Instruction =
Count how many lines in the items that follow contain the word "below", and give only that number.

Data to use =

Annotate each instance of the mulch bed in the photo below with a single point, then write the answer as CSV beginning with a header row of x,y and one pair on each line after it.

--

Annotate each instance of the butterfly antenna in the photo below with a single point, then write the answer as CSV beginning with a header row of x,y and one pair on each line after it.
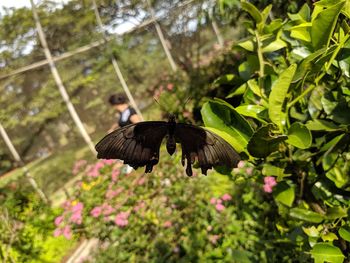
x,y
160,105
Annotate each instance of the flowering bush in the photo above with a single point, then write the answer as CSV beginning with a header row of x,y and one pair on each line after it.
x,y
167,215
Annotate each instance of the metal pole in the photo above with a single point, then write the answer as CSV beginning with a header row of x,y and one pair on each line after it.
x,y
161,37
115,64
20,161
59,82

Finished exercise =
2